#### Dataset records ####

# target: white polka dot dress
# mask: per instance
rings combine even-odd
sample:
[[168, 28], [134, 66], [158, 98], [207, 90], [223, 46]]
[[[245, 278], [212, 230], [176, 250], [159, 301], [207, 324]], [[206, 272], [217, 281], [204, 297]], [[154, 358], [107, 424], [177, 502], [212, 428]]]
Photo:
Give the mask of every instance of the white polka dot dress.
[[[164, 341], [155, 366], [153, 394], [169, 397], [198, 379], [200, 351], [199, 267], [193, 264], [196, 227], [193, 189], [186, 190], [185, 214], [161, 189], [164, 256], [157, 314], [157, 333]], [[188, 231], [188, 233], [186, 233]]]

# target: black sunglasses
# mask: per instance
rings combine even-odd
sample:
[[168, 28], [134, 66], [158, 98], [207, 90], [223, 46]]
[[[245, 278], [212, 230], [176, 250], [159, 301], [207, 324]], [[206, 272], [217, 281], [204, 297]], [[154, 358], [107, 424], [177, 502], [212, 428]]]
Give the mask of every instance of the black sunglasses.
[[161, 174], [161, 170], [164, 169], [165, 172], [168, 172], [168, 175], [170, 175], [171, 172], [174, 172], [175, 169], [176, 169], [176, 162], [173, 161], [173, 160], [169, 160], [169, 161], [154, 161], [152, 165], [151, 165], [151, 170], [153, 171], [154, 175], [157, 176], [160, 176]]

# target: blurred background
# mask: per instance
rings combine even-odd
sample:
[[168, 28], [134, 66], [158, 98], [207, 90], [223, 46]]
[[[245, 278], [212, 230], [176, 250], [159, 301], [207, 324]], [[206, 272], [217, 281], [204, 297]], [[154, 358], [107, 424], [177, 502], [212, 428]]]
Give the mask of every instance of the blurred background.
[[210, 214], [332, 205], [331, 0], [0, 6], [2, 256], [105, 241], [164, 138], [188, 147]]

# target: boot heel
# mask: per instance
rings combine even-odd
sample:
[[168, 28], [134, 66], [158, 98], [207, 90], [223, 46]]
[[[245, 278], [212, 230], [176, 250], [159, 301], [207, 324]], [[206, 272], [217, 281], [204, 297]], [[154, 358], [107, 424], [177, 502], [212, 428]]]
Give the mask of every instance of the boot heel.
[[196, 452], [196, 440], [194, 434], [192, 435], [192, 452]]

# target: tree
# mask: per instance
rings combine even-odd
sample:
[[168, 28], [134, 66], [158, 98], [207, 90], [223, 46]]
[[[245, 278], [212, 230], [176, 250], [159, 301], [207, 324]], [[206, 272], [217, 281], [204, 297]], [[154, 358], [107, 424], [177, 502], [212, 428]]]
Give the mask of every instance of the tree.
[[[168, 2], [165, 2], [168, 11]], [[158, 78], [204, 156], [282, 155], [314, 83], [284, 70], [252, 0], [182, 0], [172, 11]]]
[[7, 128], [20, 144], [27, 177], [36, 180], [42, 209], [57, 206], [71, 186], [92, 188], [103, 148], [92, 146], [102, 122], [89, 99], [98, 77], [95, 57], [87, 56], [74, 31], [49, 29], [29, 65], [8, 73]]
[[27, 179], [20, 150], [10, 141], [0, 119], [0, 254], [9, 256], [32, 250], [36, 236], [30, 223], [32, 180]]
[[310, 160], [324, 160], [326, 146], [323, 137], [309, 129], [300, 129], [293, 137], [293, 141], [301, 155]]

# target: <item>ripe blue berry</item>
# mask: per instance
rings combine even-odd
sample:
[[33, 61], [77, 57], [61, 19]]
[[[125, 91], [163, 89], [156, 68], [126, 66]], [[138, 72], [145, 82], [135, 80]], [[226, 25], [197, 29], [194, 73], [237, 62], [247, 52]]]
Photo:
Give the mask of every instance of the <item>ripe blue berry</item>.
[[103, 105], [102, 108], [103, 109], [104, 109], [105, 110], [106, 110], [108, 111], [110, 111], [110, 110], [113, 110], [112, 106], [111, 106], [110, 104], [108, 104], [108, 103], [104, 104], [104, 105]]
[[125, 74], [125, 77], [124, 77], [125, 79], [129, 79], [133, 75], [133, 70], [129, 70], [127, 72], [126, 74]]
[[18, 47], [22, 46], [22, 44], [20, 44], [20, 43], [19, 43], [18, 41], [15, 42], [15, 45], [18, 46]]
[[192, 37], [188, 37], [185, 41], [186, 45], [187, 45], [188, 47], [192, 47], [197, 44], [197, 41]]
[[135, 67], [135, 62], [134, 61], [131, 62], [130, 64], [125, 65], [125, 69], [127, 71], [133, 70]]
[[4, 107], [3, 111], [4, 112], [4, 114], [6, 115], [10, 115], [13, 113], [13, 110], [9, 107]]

####

Write out the lines between the one holding "# target: black sunglasses" and the one holding "176], [160, 176]]", inclusive, adding 29 to every coordinate in the answer outlines and leaving everything else unchanged.

# target: black sunglasses
# mask: per instance
rings combine even-odd
sample:
[[168, 28], [134, 66], [158, 98], [207, 90], [223, 46]]
[[[245, 278], [212, 230], [176, 250], [159, 301], [207, 324]], [[206, 272], [217, 281], [204, 297]], [[154, 358], [107, 424], [177, 502], [212, 428]]]
Give the mask of every instance of the black sunglasses.
[[190, 203], [190, 199], [193, 198], [194, 201], [197, 201], [197, 204], [199, 204], [200, 201], [203, 201], [204, 198], [205, 198], [205, 191], [202, 190], [202, 189], [198, 189], [198, 190], [183, 190], [181, 194], [180, 194], [180, 199], [182, 200], [183, 204], [186, 205], [189, 205]]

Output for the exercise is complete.